--- Instructions to follow ---
Reproduce, word for word, the portion of the passage on Monographia Chalciditum that begins at the words "- 1834. Monographia chalciditum (continued from p. 309)." and stops after "Mag. 3(1): 94–97.".

(Beginning of Supplied passage)

Monographia Chalciditum by Francis Walker, published in two volumes in 1839, was a founding work of entomology, introducing new genera of chalcidoid Hymenoptera later to be ranked as families. The work is a compilation of descriptions published in the Entomological Magazine. In its preparation Walker used descriptions provided by the Irish entomologist Alexander Henry Haliday.

The work is monographic in the sense that it includes amplified descriptions of the genera and species of previous authors and new species descriptions, thereby presenting a complete account of what was then known of the "Chalcidites". Works examined and cited are by : the German entomologist and zoologist Johann Karl Wilhelm Illiger, the Swedish physician and naturalist Johan Wilhelm Dalman, the Italian Entomologist Maximilian Spinola and the English entomologists John Obadiah Westwood and John Curtis. The descriptions required the collection, study and often the dissection of a large number of specimens.

The parts were:

- 1833. Monographia chalcidum (continued from page 384). Entomol. Mag. 1(5): 455–466.
- 1834. Monographia chalciditum (continued from p. 39). Entomol. Mag. 2(2): 148–179.
- 1834. Monographia chalciditum (continued from p. 309). Entomol. Mag. 2(4): 340–369.
- 1835. Characters of some undescribed New Holland Diptera. Entomol. Mag. 2(5): 468–473.
- 1835. Monographia chalciditum (continued from p. 369). Entomol. Mag. 2(5): 476–502.
- 1835. Monographia chalciditum (continued from Vol. II., page 502.). Entomol. Mag. 3(1): 94–97.
- 1836. Monographia chalciditum (continued). Entomol. Mag. 3(5): 465–496.
- 1838. Descriptions of British chalcidites. Ann. Mag. Nat. Hist. (1)1(4): 307–312.
- 1838. Descriptions of British chalcidites. [continuation from p. 312] Ann. Mag. Nat. Hist. (1)1(5): 381–387.

The work is thus divided:
- 1839. Monographia Chalciditum. Volume 1. Balliere, London. 333 pp.
- 1839. Monographia Chalciditum. Volume 2. Balliere, London. 100 pp.

==Publication details==
Monographia Chalciditum was published by Hypolitus Balliére (1809–1867), 219, Regent Street, London, Jean-Baptiste Ballière, (1797–1885) 13, Rue d' École de Médecine, Paris and by J. and G. Weigel, Leipsig (Leipzig, Germany) in 1839. The Ballière family published mainly French medical works but through tradition, since many early doctors and pharmacists studied botany, natural history works. Also in 1839 Balliére published Haliday's Hymenoptera Britannica : Alysia at London. It is doubtful that the financially adept Balliére brothers funded either- Monographium Chalciditum was the continuation of a series of papers in the Entomological Magazine, the style of which, may have led to its downfall.

==Content and subsequent works==
Volume 1

Subtitled, poetically "the green, myriads in the peopled grass" volume 1 of Monographia is a singularly dry work consisting of descriptions only. It covers new English, Irish and French species.

(End of Supplied passage)
(Beginning of Data shown)

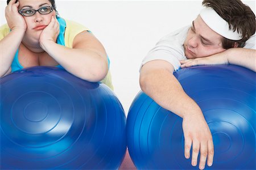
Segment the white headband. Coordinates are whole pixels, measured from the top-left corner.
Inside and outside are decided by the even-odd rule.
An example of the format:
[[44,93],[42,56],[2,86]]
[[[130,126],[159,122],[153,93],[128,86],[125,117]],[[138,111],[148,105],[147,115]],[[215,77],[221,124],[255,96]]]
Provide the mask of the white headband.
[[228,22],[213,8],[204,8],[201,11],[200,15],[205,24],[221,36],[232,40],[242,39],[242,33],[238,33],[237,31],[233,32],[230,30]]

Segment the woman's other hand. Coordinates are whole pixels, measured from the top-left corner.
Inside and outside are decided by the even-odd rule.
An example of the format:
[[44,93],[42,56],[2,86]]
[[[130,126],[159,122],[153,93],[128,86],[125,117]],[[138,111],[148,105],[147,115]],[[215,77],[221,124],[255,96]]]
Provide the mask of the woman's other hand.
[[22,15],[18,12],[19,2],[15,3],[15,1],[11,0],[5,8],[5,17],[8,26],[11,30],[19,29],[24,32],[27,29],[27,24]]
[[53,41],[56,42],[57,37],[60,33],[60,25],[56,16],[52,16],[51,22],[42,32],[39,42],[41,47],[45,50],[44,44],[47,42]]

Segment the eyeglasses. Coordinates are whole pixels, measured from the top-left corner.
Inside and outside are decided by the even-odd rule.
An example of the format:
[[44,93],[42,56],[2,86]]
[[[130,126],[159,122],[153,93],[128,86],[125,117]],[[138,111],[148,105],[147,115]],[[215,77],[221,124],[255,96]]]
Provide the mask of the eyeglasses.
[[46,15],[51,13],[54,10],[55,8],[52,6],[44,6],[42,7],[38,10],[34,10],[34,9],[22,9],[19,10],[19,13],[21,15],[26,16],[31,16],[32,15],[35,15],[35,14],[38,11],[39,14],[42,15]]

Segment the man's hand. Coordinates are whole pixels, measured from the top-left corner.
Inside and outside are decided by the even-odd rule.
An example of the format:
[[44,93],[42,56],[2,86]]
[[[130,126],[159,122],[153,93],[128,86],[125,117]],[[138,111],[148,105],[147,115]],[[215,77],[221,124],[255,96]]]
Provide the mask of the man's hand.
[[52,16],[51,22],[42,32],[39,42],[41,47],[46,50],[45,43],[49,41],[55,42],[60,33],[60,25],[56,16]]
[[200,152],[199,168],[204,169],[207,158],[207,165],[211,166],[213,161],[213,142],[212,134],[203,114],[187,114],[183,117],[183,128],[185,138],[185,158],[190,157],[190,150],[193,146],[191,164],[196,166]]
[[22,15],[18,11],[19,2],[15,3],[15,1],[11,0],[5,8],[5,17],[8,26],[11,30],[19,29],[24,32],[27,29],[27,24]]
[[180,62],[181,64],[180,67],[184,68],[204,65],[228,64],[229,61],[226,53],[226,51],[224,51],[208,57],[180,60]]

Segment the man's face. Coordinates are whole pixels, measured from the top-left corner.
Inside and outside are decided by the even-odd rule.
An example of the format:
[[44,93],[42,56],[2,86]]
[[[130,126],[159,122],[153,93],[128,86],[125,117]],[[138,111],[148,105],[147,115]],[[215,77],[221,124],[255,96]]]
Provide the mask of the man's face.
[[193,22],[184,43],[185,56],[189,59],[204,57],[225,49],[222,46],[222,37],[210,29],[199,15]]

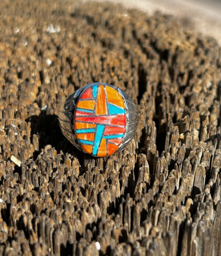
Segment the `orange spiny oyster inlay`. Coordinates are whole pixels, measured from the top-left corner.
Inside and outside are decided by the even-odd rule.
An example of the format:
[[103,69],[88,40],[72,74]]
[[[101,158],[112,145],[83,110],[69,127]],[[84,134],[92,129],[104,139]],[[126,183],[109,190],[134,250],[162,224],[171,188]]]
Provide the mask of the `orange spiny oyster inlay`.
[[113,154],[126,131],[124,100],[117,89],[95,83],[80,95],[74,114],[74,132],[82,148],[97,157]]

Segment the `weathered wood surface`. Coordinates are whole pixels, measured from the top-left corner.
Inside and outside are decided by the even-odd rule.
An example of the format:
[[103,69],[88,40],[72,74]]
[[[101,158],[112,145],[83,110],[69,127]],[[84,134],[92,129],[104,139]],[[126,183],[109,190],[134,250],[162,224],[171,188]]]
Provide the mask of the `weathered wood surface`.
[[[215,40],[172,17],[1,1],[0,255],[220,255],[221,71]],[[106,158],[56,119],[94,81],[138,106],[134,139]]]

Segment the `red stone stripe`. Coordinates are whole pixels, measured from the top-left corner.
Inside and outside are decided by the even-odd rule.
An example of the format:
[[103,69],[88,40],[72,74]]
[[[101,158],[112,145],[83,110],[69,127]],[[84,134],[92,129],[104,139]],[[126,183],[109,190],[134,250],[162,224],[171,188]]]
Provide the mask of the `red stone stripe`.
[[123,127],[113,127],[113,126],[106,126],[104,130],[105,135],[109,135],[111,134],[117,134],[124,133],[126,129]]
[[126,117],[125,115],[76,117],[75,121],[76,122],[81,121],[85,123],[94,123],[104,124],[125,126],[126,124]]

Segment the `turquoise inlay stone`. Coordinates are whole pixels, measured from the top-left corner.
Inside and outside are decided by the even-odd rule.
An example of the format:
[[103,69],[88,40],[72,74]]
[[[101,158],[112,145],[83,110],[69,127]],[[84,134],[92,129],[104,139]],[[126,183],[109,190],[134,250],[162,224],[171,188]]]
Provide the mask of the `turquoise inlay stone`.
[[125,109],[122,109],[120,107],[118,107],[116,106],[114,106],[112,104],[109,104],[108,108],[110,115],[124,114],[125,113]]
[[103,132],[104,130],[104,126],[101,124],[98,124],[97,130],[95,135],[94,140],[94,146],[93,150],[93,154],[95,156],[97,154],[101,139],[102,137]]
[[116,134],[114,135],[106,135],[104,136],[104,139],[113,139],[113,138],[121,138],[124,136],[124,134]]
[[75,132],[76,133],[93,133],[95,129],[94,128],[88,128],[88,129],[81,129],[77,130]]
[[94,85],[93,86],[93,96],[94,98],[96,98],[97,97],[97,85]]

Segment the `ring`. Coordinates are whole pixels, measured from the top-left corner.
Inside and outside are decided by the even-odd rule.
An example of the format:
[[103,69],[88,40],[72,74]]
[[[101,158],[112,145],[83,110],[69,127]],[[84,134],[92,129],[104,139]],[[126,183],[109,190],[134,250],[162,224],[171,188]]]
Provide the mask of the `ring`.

(End of Data shown)

--- Exercise result ---
- 1834. Monographia chalciditum (continued from p. 309). Entomol. Mag. 2(4): 340–369.
- 1835. Characters of some undescribed New Holland Diptera. Entomol. Mag. 2(5): 468–473.
- 1835. Monographia chalciditum (continued from p. 369). Entomol. Mag. 2(5): 476–502.
- 1835. Monographia chalciditum (continued from Vol. II., page 502.). Entomol. Mag. 3(1): 94–97.